◆ PROVIDED PASSAGE
_ _ _ _ _ _ _
WRDU general manager Dick Harlow announced on November 2, 2009, that WRDU would change to conservative talk radio in 2010, with Rush Limbaugh, Glenn Beck and Sean Hannity as featured shows. The station would feature Limbaugh's first name as its slogan, "Rush Radio". On November 15, 2009, WRDU pulled the plug on its country format and switched to "106.1 RDU Christmas". On January 1, 2010, the station became news/talk as "106.1 Rush Radio".

In 2011, co-owned WPTI in Greensboro added WRDU's morning show.

In April 2013, WRDU changed its letters to WTKK and dropped the "Rush Radio" brand.

===Sports===
WTKK served for many years as the FM flagship of the Tar Heel Sports Network, which broadcasts football and basketball games involving the University of North Carolina at Chapel Hill Tar Heels. This arrangement came into question following comments made by Rush Limbaugh regarding Sandra Fluke, a law student from Georgetown University. From then on, Learfield (who produced UNC's sports programming) told the station it could no longer promote the school or radio network during Rush, while any promos or station identifications promoting Rush were likewise terminated during THSN coverage, eventually hastening the end of the "Rush Radio" brand in the market. The arrangement ended upon Limbaugh's death in 2021 and was rendered moot with the move of the THSN in the Triangle to WPTF the same year.

WTKK also broadcasts Minor League Baseball games of the Carolina Mudcats on its second HD Radio channel, which is part of an expanded broadcast sports package. On August 5, 2024, WTKK began carrying Fox Sports Radio programming on the HD2 subchannel, branded as "Fox Sports 106.1 HD2".

==Programming==
WTKK's lone local program is a morning show hosted by K.C. O'Dea, which is simulcast with WPTI in Greensboro. Syndicated programming comprises the rest of the weekday schedule: The Glenn Beck Radio Program, The Clay Travis and Buck Sexton Show, The Sean Hannity Show, The Ramsey Show, The Jesse Kelly Show and Coast to Coast AM.
_ _ _ _ _ _ _
◆ DATASET RECORDS

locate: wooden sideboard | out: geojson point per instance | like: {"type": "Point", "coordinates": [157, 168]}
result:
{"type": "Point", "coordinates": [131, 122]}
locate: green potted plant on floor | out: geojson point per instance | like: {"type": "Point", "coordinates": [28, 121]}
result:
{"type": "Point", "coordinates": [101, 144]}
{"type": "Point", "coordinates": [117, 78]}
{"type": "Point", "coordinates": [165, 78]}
_ _ _ _ _ _ _
◆ TASK GOAL
Print the passage about radio station WTKK in full, word for word. None of the records are required for this work.

◆ RESPONSE BELOW
WRDU general manager Dick Harlow announced on November 2, 2009, that WRDU would change to conservative talk radio in 2010, with Rush Limbaugh, Glenn Beck and Sean Hannity as featured shows. The station would feature Limbaugh's first name as its slogan, "Rush Radio". On November 15, 2009, WRDU pulled the plug on its country format and switched to "106.1 RDU Christmas". On January 1, 2010, the station became news/talk as "106.1 Rush Radio".

In 2011, co-owned WPTI in Greensboro added WRDU's morning show.

In April 2013, WRDU changed its letters to WTKK and dropped the "Rush Radio" brand.

===Sports===
WTKK served for many years as the FM flagship of the Tar Heel Sports Network, which broadcasts football and basketball games involving the University of North Carolina at Chapel Hill Tar Heels. This arrangement came into question following comments made by Rush Limbaugh regarding Sandra Fluke, a law student from Georgetown University. From then on, Learfield (who produced UNC's sports programming) told the station it could no longer promote the school or radio network during Rush, while any promos or station identifications promoting Rush were likewise terminated during THSN coverage, eventually hastening the end of the "Rush Radio" brand in the market. The arrangement ended upon Limbaugh's death in 2021 and was rendered moot with the move of the THSN in the Triangle to WPTF the same year.

WTKK also broadcasts Minor League Baseball games of the Carolina Mudcats on its second HD Radio channel, which is part of an expanded broadcast sports package. On August 5, 2024, WTKK began carrying Fox Sports Radio programming on the HD2 subchannel, branded as "Fox Sports 106.1 HD2".

==Programming==
WTKK's lone local program is a morning show hosted by K.C. O'Dea, which is simulcast with WPTI in Greensboro. Syndicated programming comprises the rest of the weekday schedule: The Glenn Beck Radio Program, The Clay Travis and Buck Sexton Show, The Sean Hannity Show, The Ramsey Show, The Jesse Kelly Show and Coast to Coast AM.